**EXTRACT:**
════════

Dr Dianne Newbury is looking for the genes that predispose to Specific Language Impairment, a complex genetic disorder. Two regions, located on chromosomes 16 and 19, are linked with this disorder. Interactions between several normal genetic variants and environmental factors make certain individuals more vulnerable to language problems.
This podcast presents the research done by Dr Newbury whilst working in the Nuffield Department of Medicine. Dr Newbury now works at Brookes University.
Specific Language Impairment is a disorder in the development of language, despite adequate intelligence and opportunity. Genetic variants have been shown to be correlated with reduced performance on language-related tasks. A better understanding of the underlying biological pathways might help us develop more accurate identification systems and better therapies.
Q: What is Specific Language Impairment?
A: Specific language impairment is a term which is used to describe children who have problems learning to use or understand language for no obvious reason. Lots of children have problems with language development but for a lot of those it's either just the delay which they catch up as they grow a bit older, or they have some other kind of developmental problems which are causing the language impairment. The children who we investigate with specific language impairment they have persistent and quite severe language problems and no apparent problems in any other kind of developmental domains.
Q: What is the contribution of genetics to Specific Language Impairment?
A: We know that specific language impairment runs in families: if you have a brother or a sister who is affected by SLI you are about 8 or 9 times as likely to have a language problem yourself, and the same if your parents are affected, you are more likely to have language problem. We also find that twins, in pairs of twins if one is affected the other is more likely to be affected. That gives us a strong indication that there is some genetic contribution, but we don't think it's caused by a single gene mutation, we think it's combinations of common genetic variants which makes some individuals more susceptible to language problems than other individuals.
Q: What are the most important lines of research that have developed over the past 5 or 10 years?

════════

**RAW DATA:**
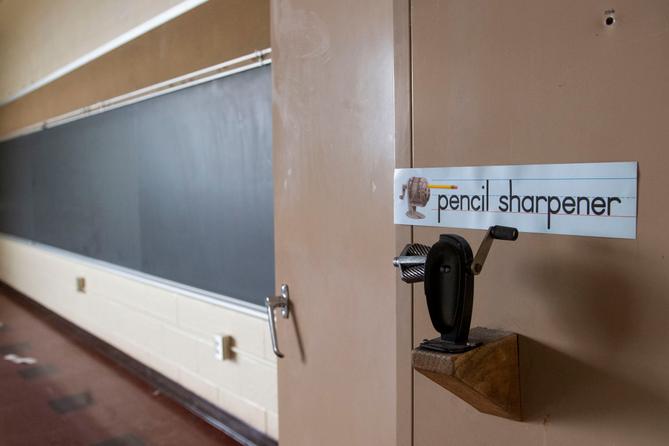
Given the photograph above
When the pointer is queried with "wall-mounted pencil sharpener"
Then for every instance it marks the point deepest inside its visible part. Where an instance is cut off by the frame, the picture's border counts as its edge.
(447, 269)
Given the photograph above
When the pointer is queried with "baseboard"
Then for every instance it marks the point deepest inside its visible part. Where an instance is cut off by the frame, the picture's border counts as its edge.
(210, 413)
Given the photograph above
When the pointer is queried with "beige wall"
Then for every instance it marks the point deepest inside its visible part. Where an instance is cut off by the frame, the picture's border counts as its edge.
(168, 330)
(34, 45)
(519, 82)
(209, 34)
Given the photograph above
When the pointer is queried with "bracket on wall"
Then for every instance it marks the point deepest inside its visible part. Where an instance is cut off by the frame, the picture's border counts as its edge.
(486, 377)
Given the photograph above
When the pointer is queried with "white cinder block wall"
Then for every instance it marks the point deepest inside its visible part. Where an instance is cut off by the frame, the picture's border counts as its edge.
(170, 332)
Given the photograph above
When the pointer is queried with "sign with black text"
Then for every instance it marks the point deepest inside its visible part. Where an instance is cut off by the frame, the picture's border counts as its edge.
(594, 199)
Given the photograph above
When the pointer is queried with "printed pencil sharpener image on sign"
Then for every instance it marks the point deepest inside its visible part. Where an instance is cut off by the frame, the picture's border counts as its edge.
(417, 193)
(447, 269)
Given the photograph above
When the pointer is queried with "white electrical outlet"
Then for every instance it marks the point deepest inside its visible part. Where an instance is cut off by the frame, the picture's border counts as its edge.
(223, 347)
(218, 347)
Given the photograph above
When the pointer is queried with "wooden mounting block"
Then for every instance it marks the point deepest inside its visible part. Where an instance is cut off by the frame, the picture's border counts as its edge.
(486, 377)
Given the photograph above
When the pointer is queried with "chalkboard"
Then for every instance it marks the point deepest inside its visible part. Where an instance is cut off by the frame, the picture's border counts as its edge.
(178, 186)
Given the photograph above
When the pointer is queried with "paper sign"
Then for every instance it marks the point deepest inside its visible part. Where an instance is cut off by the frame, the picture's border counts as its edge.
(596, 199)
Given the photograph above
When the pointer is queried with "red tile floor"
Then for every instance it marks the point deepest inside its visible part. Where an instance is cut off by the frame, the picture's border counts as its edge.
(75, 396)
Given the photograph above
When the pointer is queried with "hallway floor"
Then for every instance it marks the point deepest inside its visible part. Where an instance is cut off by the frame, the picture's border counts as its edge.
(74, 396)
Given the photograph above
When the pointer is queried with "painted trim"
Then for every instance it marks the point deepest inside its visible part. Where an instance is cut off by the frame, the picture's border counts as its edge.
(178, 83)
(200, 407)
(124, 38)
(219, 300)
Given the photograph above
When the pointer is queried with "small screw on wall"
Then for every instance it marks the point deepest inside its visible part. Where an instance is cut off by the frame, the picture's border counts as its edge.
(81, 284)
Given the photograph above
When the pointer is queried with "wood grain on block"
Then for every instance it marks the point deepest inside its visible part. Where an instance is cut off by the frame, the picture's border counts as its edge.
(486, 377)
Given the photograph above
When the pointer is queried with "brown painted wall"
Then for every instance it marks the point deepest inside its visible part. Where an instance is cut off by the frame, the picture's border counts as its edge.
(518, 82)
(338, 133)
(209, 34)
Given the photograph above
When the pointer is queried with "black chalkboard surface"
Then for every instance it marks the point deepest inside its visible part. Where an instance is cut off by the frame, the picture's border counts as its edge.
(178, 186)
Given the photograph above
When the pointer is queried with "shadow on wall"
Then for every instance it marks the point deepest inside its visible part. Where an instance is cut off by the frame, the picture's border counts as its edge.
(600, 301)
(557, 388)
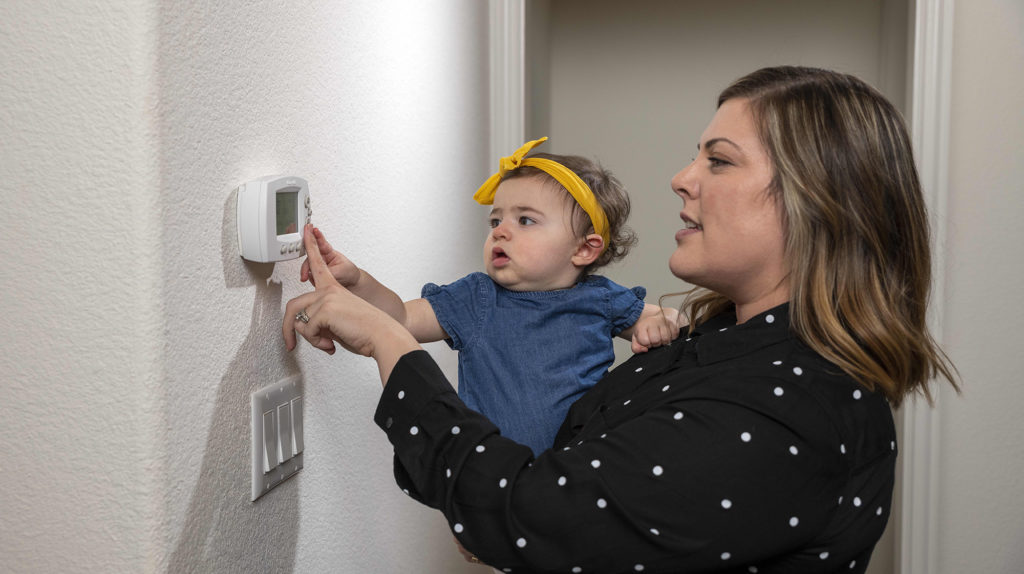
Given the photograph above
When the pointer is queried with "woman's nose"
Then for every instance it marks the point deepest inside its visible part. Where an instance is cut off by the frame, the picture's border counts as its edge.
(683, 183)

════════

**STUDY QUESTIONS:**
• 1. In the text on Specific Language Impairment, how many times more likely is a person to have a language problem if a brother or sister has SLI?
• 2. Write the next part of the text on Specific Language Impairment, picking up right after its last line.
The data has nothing to do with the text on Specific Language Impairment.

**RESULTS FOR THE EXERCISE:**
• 1. About 8 or 9 times as likely.

• 2.
A: We've been investigating SLI for ten years now and before we started there wasn't any molecular genetic studies done; we knew that SLI ran in families but we didn't have any idea what the genetic contributions were. When we started off, we looked at every single chromosome in a group of affected families and individuals and we narrowed it down to two regions which we believe contained genetic variants which contribute to SLI. At the moment we're looking into what those genetic variants do and how they might contribute to SLI. Over the last ten years, there's been quite a big leap in the research that's been done.
Q: Why does your line of research matter? Why should we put money into it?
A: It's a very common disorder and we don't really understand, even at the level of what is the problem that these children have, why do they have specific language problems. We're hoping that if we come at it from the genetic point of view it will give us an insight into the biological pathways that are causing these problems and the kind of developmental processes that might be underlying the disorder. We hope that this will then have a knock on effect, that we'll be able to intervene with these children earlier to develop better strategies to help them cope with their language problems.
Q: How does your research fit into Translational Medicine within the Department?
A: At the moment our research is more at the molecular level but we're hoping, once we understand these pathways, it will then lead on to translational research. Once we understand the problems that these children have, we can then combine with psychological speech therapy, that kind of research, to develop better therapies for these children. It's not in terms of diagnosing and predicting which children will be effected, it's more developing better therapies for them.